Dataset rows showing where objects appear:

## Begin

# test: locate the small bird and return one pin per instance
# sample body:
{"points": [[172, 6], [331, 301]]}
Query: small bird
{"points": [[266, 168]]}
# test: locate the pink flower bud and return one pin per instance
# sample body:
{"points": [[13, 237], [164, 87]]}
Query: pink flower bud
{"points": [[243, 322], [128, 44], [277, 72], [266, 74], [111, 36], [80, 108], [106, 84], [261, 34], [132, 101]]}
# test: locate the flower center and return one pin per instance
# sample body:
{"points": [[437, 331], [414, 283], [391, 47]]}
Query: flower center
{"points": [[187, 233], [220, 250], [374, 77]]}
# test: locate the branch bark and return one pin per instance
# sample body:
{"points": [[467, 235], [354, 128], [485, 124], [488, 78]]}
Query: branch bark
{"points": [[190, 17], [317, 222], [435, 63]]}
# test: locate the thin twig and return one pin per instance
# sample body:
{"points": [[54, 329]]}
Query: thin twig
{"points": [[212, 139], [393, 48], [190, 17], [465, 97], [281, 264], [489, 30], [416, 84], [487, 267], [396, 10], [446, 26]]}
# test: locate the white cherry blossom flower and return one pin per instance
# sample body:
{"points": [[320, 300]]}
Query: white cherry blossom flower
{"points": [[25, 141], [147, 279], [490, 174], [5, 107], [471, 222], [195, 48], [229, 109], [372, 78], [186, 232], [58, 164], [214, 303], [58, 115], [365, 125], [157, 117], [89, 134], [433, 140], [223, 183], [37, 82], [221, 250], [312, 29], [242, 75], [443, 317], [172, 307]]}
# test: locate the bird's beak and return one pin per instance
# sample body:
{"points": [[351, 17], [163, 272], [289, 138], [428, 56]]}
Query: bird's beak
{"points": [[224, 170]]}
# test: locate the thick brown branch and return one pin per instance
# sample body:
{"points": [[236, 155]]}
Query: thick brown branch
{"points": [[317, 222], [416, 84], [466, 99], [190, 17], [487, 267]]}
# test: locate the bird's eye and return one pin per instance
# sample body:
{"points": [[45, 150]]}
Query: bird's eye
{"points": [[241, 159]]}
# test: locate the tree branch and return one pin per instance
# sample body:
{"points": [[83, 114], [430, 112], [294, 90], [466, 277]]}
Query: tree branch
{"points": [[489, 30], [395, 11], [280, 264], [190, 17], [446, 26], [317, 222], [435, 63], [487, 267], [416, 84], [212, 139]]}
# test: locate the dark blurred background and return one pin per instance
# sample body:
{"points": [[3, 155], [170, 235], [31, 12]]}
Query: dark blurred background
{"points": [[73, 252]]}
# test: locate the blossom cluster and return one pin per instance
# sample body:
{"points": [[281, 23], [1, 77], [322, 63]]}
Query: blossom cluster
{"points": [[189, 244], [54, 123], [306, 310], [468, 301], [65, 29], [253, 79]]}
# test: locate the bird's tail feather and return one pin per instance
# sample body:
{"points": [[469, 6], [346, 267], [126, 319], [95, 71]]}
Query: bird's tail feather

## End

Exercise aim: Copy the material above line for line, with no changes.

Response below:
# test: locate the small bird and return one pin per instance
# sample body:
{"points": [[172, 6], [331, 301]]}
Query: small bird
{"points": [[266, 168]]}
# test: locate the pink flower bud and return one pin per instance
# sample body:
{"points": [[13, 237], [164, 87]]}
Query: pink flower bud
{"points": [[243, 322], [128, 44], [277, 72], [266, 74], [111, 36], [80, 108], [106, 84], [261, 34], [132, 101]]}
# test: locate the flower center and return one pin per instance
# sample body:
{"points": [[437, 331], [414, 283], [391, 47]]}
Query: flower center
{"points": [[187, 233], [220, 250], [374, 77]]}
# test: locate the branch bark and return one pin per instance
# sample body:
{"points": [[467, 235], [354, 128], [485, 124], [488, 78]]}
Query: branch bark
{"points": [[190, 17], [317, 222], [435, 63]]}
# test: locate the thin twig and return one pin per instance
# sample body:
{"points": [[54, 329]]}
Query: thin twig
{"points": [[212, 139], [393, 48], [190, 17], [465, 97], [281, 264], [489, 30], [416, 84], [487, 267], [396, 10], [446, 26]]}
# test: locate the white cherry blossom flower and return one pin per instance
# sample body:
{"points": [[320, 300]]}
Query: white cherry blossom flower
{"points": [[25, 141], [147, 279], [490, 174], [5, 107], [471, 222], [195, 48], [229, 109], [372, 78], [186, 232], [58, 164], [214, 303], [58, 115], [365, 125], [157, 117], [89, 134], [433, 140], [223, 183], [37, 82], [221, 250], [312, 29], [242, 75], [443, 317], [172, 307]]}
# test: locate the bird's beak and return one pin per instance
# sample body:
{"points": [[351, 17], [163, 272], [289, 138], [428, 56]]}
Query: bird's beak
{"points": [[224, 170]]}
# test: locate the thick brown branch and return one pin per instance
# sample body:
{"points": [[236, 155]]}
Query: thick brown branch
{"points": [[317, 222], [416, 84], [466, 99], [190, 17], [487, 267]]}
# test: locate the bird's eye and return one pin per instance
# sample body:
{"points": [[45, 150]]}
Query: bird's eye
{"points": [[241, 159]]}
# test: locate the tree branch and return one pin per instance
# sample body:
{"points": [[83, 114], [430, 112], [294, 90], [466, 277]]}
Query: tree branch
{"points": [[489, 30], [395, 11], [280, 264], [190, 17], [446, 26], [317, 222], [435, 63], [487, 267], [416, 84], [212, 139]]}
# test: locate the dark blurred background and return one pin per instance
# sample body:
{"points": [[3, 155], [170, 235], [31, 12]]}
Query: dark blurred background
{"points": [[73, 252]]}
# test: locate the blossom cluster and return one pin per instance
# sample body:
{"points": [[281, 23], [1, 77], [322, 63]]}
Query: blossom cluster
{"points": [[189, 244], [54, 123], [306, 310], [468, 301], [65, 29], [253, 79]]}
# test: locate the bird's tail feather and return one pin per instance
# sample body:
{"points": [[469, 6], [346, 267], [126, 319], [95, 71]]}
Query: bird's tail feather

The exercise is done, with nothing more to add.